PAGE TEXT:
--
Evaluation (I want to jointly train 2D+3D):

def validate(config, val_loader, val_dataset, model, criterion, output_dir,
                   tb_log_dir, writer_dict=None, total_batches=-1, save=False, split=None):
    batch_time = AverageMeter()
    losses = AverageMeter()
    acc = AverageMeter()
    error = AverageMeter()

    # switch to evaluate mode
    model.eval()

    num_iters = 0
    with torch.no_grad():
        end = time.time()
        for i, (input, target, target_weight, meta) in enumerate(val_loader):
            num_iters += 1
            if total_batches > 0 and num_iters > total_batches and not save:
                break
            batch_size = len(input)
            # compute output
            out_kpt_3d, out_kpt_2d, outputs, out_kpt_2d_orig = model(input, img_trans_mat_inv=meta['trans_inv'].float().cuda(), kpt_2d_gt=meta['j_original_2d'].float().cuda())

            if isinstance(outputs, list):
                output = outputs[-1]
            else:
                output = outputs

            target = target.cuda(non_blocking=True)
            target_weight = target_weight.cuda(non_blocking=True)
            target_3d = meta['joints_3d'].float().cuda() / 1.e3
            loss_3d = criterion['3d'](out_kpt_3d, target_3d)
            loss = loss_3d

            num_images = input.size(0)
            # measure accuracy and record loss
            losses.update(loss.item(), num_images)
            avg_acc = torch.norm(out_kpt_2d - meta['joints_2d'].cuda().float(), dim=-1).mean()
            acc.update(avg_acc, batch_size)

            err_cur = torch.norm((out_kpt_3d - target_3d) * 1e3, dim=-1).mean()
--
Extracted records
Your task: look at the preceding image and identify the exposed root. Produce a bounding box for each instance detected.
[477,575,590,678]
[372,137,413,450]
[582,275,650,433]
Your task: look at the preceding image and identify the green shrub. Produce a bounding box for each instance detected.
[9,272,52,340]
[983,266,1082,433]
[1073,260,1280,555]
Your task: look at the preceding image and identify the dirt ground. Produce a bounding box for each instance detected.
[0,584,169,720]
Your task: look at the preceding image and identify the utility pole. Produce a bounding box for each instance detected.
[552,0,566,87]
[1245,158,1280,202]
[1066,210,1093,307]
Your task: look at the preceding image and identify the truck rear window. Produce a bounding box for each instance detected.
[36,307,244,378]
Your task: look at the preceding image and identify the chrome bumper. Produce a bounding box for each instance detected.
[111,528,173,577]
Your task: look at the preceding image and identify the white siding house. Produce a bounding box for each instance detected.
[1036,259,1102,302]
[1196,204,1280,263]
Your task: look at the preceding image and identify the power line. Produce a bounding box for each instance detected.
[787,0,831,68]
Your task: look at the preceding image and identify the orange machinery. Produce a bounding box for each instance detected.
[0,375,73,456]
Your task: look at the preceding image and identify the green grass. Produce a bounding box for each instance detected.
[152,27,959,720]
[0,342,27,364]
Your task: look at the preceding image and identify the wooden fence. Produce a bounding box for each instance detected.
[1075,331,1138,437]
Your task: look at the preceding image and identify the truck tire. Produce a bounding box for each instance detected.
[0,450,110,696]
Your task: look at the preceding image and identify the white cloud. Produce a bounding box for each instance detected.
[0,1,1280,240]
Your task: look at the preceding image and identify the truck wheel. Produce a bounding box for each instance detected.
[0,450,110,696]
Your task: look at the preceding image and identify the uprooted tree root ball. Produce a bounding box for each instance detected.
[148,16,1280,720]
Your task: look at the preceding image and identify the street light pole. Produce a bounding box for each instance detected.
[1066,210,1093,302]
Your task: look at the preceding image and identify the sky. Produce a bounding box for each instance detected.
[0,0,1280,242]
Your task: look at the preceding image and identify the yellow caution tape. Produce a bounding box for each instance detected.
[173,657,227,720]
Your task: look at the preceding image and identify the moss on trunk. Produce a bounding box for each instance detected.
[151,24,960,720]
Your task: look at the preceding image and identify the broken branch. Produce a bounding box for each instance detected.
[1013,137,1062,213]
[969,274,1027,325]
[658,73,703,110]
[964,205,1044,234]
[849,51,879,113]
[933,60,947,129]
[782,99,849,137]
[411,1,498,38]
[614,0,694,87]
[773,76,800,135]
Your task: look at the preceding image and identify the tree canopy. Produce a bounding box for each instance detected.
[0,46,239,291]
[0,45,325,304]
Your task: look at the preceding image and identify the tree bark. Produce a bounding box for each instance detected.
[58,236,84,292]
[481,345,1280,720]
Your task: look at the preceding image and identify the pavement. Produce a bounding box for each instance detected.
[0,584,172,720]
--
STATED EXERCISE 1: List every variable that the evaluation code initializes as an AverageMeter.
STATED EXERCISE 2: Write the next lines of the evaluation code, picking up after its last line.

TASK RESULT 1: batch_time, losses, acc, error

TASK RESULT 2:
            error.update(err_cur, batch_size)

            batch_time.update(time.time() - end)
            end = time.time()
            if i % config.PRINT_FREQ == 0 or (i+1) == len(val_loader):
                msg = 'Test: [{0}/{1}]\t' \
                      'Time {batch_time.val:.3f} ({batch_time.avg:.3f})\t' \
                      'Loss {loss.val:.4f} ({loss.avg:.4f})\t' \
                      'Accuracy {acc.val:.3f} ({acc.avg:.3f})\t Error ({error.avg:.3f})'.format(
                    i, len(val_loader), batch_time=batch_time, acc=acc,
                    loss=losses, error=error)
                logger.info(msg)

                prefix = '{}_{}'.format(
                    os.path.join(output_dir, 'val'), i
                )

Model inference:


class JointTrainingModel(nn.Module):
    def __init__(self, cfg, is_train, **kwargs):
        super(JointTrainingModel, self).__init__()
        self.model_2d = PoseHighResolutionNet(cfg, **kwargs)
        self.model_3d = MyLiftingModel(cfg, **kwargs)
        self.re_order = [3, 12, 14, 16, 11, 13, 15, 1, 2, 0, 4, 5, 7, 9, 6, 8, 10]

        if is_train and cfg.MODEL.INIT_WEIGHTS:
            self.model_2d.init_weights(cfg.MODEL.PRETRAINED_HRNET)
            self.model_3d.init_weights(cfg.MODEL.PRETRAINED_LIFTING)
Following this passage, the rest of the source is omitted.